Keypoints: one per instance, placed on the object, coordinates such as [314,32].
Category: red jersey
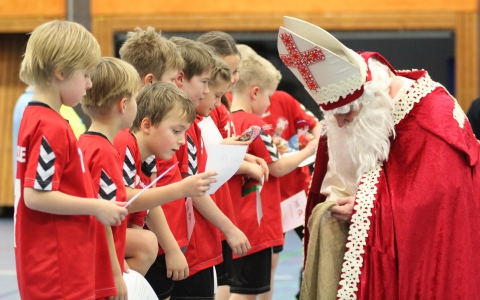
[174,211]
[221,118]
[269,233]
[55,254]
[133,177]
[284,112]
[105,165]
[205,248]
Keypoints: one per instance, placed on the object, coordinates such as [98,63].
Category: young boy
[111,106]
[252,273]
[54,199]
[157,59]
[204,250]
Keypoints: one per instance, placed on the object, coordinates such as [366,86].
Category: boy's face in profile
[166,137]
[196,87]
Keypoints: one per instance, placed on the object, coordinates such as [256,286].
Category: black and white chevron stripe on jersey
[45,167]
[129,170]
[268,141]
[149,166]
[107,189]
[192,156]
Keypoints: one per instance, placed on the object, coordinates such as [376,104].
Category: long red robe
[415,231]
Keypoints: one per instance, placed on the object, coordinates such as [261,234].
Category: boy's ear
[59,74]
[254,92]
[180,79]
[145,126]
[148,79]
[121,105]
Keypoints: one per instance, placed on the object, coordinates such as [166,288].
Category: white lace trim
[332,92]
[417,91]
[458,113]
[359,227]
[360,223]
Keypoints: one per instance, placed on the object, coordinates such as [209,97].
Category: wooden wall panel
[125,7]
[466,59]
[464,24]
[11,49]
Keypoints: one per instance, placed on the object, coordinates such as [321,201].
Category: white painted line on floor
[285,277]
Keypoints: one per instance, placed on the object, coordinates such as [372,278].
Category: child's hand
[261,162]
[238,241]
[121,287]
[110,213]
[197,185]
[235,141]
[177,266]
[255,172]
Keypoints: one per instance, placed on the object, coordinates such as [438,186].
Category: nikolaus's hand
[344,209]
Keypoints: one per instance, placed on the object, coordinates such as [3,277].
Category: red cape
[415,231]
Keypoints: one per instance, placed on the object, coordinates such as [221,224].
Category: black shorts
[225,268]
[199,286]
[157,278]
[251,273]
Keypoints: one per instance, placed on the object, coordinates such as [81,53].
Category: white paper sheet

-=-=-

Work instructions:
Express the listing's lines as a JSON list of strings, one string per line with blank lines left out, covering only the lines from the one containing "such as [261,234]." through the end of the listing.

Task solution:
[
  "Keypoints: one per instance, placed on the object, coordinates such as [261,234].",
  "Category: boy's ear",
  "[59,74]",
  "[254,92]",
  "[180,79]",
  "[145,126]",
  "[148,79]",
  "[121,105]",
  "Keypoints: one per instance, placed on the object, coordinates such as [166,288].",
  "Category: white lace trim",
  "[332,92]",
  "[417,91]",
  "[458,113]",
  "[359,227]",
  "[360,223]",
  "Keypoints: one per instance, placed on the object, coordinates such as [209,97].",
  "Category: wooden wall panel",
  "[125,7]",
  "[466,59]",
  "[464,24]",
  "[11,49]",
  "Keypoints: one per instance, placed on the object, coordinates such as [321,201].",
  "Category: white painted line on floor",
  "[285,277]",
  "Keypoints: one per instance, placed on the object, coordinates such as [372,278].",
  "Category: child's hand",
  "[261,162]",
  "[238,241]",
  "[121,287]",
  "[110,213]",
  "[197,185]",
  "[235,141]",
  "[177,266]",
  "[255,172]",
  "Keypoints: one per instance, placed on the object, coordinates such as [438,186].",
  "Category: nikolaus's hand",
  "[344,209]",
  "Keypoints: one per instance, placed on the object, coordinates such as [3,277].",
  "Category: red cape",
  "[415,231]",
  "Keypoints: one per instance, placed on the object, coordinates such as [221,224].",
  "Category: black shorts",
  "[225,268]",
  "[199,286]",
  "[157,278]",
  "[251,273]",
  "Keypoints: one per instance, placed on the object, coordinates such as [81,53].",
  "Category: white paper sheet"
]